Collected data:
===

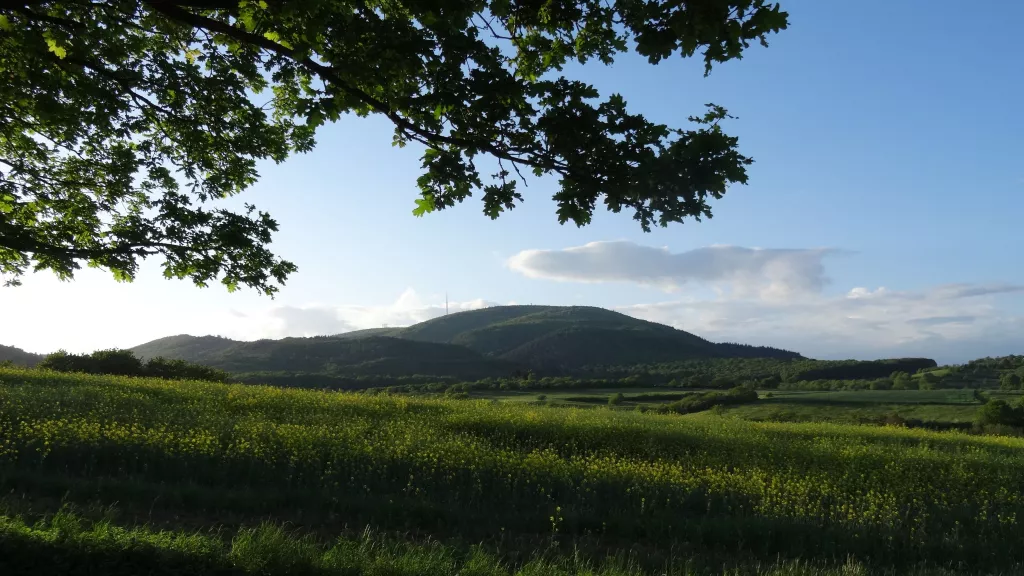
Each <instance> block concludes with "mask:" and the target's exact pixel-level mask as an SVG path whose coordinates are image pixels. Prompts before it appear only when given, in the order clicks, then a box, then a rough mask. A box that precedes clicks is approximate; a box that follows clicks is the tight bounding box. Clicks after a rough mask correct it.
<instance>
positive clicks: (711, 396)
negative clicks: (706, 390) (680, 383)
mask: <svg viewBox="0 0 1024 576" xmlns="http://www.w3.org/2000/svg"><path fill="white" fill-rule="evenodd" d="M757 400H758V393H757V390H755V389H754V388H750V387H745V386H739V387H735V388H732V389H730V390H728V392H706V393H702V394H701V393H693V394H692V395H690V396H686V397H684V398H683V399H681V400H677V401H676V402H673V403H670V404H668V405H667V406H662V407H658V408H657V409H656V410H657V411H659V412H675V413H676V414H691V413H693V412H703V411H705V410H711V409H712V408H714V407H716V406H734V405H736V404H750V403H751V402H757Z"/></svg>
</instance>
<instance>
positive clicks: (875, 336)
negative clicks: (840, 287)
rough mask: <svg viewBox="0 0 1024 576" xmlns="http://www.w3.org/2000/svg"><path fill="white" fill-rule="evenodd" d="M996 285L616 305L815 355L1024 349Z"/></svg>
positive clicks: (871, 356) (707, 335)
mask: <svg viewBox="0 0 1024 576" xmlns="http://www.w3.org/2000/svg"><path fill="white" fill-rule="evenodd" d="M1010 288H1011V287H1009V286H999V285H974V286H969V285H955V286H937V287H933V288H930V289H925V290H920V291H894V290H887V289H885V288H879V289H876V290H868V289H866V288H855V289H853V290H850V291H849V292H848V293H846V294H843V295H840V296H823V295H808V296H805V297H801V298H794V299H791V300H784V301H779V300H774V301H773V300H760V299H736V298H720V299H709V300H685V301H668V302H654V303H647V304H634V305H627V306H620V307H618V308H617V310H618V311H620V312H623V313H625V314H629V315H631V316H635V317H637V318H642V319H645V320H651V321H654V322H662V323H665V324H669V325H671V326H675V327H677V328H681V329H685V330H688V331H690V332H694V333H697V334H699V335H701V336H705V337H707V338H710V339H713V340H734V341H741V342H748V343H755V344H765V345H775V346H782V347H788V348H792V349H796V351H798V352H801V353H803V354H805V355H807V356H811V357H815V358H881V357H894V356H906V355H924V356H929V357H937V358H938V359H939V360H943V361H957V362H958V361H964V360H967V359H970V358H976V357H978V356H986V355H996V354H1011V353H1016V354H1019V353H1020V352H1021V351H1022V349H1024V318H1021V317H1019V316H1014V315H1010V314H1007V313H1006V312H1004V311H1001V310H1000V307H999V306H998V305H996V304H997V302H996V301H995V299H996V298H997V297H998V296H999V295H1006V294H1009V293H1012V292H1019V291H1020V290H1011V289H1010Z"/></svg>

===

Lay out every line of the material above as a numbered list, skipping blank lines and omitting the pictures.

1. Each <instance> block concludes with "mask:" and the target's exact pixel-level mask as an SVG path whose coordinates are image pixels. Prompts before it appear only when given, in the order clicks, then a box, then a rough mask. A box that precedes clicks is approximate; a box that follows clicks is the tight bounding box. Clicks after a rough mask correct it.
2. <instance>
3. positive clicks: (711, 396)
4. negative clicks: (706, 390) (680, 383)
5. mask: <svg viewBox="0 0 1024 576" xmlns="http://www.w3.org/2000/svg"><path fill="white" fill-rule="evenodd" d="M757 400H758V393H757V390H755V389H754V388H750V387H745V386H739V387H735V388H732V389H730V390H728V392H706V393H702V394H701V393H693V394H692V395H690V396H686V397H684V398H683V399H681V400H677V401H676V402H673V403H670V404H668V405H667V406H662V407H658V408H657V409H656V410H657V411H659V412H675V413H676V414H691V413H693V412H703V411H705V410H711V409H712V408H714V407H716V406H734V405H736V404H750V403H751V402H757Z"/></svg>
6. </instance>
7. <instance>
8. positive clicks: (875, 336)
9. negative clicks: (840, 287)
10. rough mask: <svg viewBox="0 0 1024 576" xmlns="http://www.w3.org/2000/svg"><path fill="white" fill-rule="evenodd" d="M996 285L616 305L815 355L1024 349Z"/></svg>
11. positive clicks: (871, 356) (707, 335)
12. mask: <svg viewBox="0 0 1024 576" xmlns="http://www.w3.org/2000/svg"><path fill="white" fill-rule="evenodd" d="M1010 288H1011V287H1009V286H999V285H974V286H969V285H955V286H937V287H933V288H930V289H925V290H920V291H894V290H887V289H885V288H879V289H876V290H868V289H866V288H855V289H853V290H850V291H849V292H848V293H846V294H843V295H840V296H823V295H808V296H805V297H801V298H794V299H791V300H784V301H779V300H774V301H773V300H760V299H736V298H720V299H709V300H685V301H668V302H654V303H647V304H634V305H627V306H620V307H618V308H617V310H618V311H620V312H623V313H625V314H629V315H631V316H635V317H637V318H642V319H645V320H651V321H654V322H662V323H665V324H669V325H671V326H675V327H677V328H681V329H685V330H688V331H690V332H694V333H697V334H699V335H701V336H705V337H707V338H710V339H713V340H734V341H741V342H748V343H755V344H765V345H775V346H782V347H788V348H792V349H796V351H798V352H801V353H803V354H805V355H807V356H811V357H815V358H881V357H894V356H906V355H924V356H929V357H937V358H938V359H939V360H943V361H957V362H958V361H964V360H967V359H970V358H976V357H978V356H986V355H996V354H1011V353H1016V354H1019V353H1020V352H1021V351H1022V349H1024V318H1021V317H1019V316H1014V315H1010V314H1007V313H1006V312H1004V311H1001V310H1000V307H999V306H998V305H996V304H997V302H996V301H995V299H996V298H997V297H998V296H999V295H1006V294H1009V293H1012V292H1019V291H1020V290H1011V289H1010Z"/></svg>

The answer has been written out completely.